(Study material)

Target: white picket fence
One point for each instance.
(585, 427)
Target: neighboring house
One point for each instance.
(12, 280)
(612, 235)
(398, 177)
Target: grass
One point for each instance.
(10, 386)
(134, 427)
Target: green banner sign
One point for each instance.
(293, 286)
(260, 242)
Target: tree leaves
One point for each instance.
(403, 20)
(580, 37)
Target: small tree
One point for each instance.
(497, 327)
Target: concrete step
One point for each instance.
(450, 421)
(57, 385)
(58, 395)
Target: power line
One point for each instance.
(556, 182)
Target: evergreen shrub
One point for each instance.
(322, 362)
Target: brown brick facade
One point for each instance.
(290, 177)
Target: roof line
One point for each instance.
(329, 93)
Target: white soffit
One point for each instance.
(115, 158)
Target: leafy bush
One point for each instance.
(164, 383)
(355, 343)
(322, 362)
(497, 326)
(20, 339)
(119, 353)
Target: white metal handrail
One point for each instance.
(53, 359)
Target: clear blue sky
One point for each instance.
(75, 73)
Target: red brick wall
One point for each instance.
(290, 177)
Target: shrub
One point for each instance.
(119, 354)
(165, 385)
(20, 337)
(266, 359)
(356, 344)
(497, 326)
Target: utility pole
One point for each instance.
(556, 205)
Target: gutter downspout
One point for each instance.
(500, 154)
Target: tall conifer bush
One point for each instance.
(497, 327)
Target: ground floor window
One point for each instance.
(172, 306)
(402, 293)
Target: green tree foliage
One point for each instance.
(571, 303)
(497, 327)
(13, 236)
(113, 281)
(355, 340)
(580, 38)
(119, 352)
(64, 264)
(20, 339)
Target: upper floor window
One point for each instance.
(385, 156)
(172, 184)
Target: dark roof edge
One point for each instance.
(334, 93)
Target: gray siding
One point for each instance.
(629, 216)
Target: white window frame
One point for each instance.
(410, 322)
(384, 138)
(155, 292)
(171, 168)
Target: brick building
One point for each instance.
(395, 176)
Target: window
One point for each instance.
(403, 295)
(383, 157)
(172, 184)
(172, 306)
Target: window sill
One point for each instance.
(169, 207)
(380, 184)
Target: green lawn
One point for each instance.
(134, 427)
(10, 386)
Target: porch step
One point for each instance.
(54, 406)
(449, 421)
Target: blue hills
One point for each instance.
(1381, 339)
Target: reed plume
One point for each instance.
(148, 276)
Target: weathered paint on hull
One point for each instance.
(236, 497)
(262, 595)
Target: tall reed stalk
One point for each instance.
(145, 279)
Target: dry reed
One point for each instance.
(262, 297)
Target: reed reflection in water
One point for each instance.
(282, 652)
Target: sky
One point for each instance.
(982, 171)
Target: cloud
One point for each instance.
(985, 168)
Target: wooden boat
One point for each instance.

(End Study material)

Filter the entries down to the lines that include the string "step".

Target: concrete step
Target: porch step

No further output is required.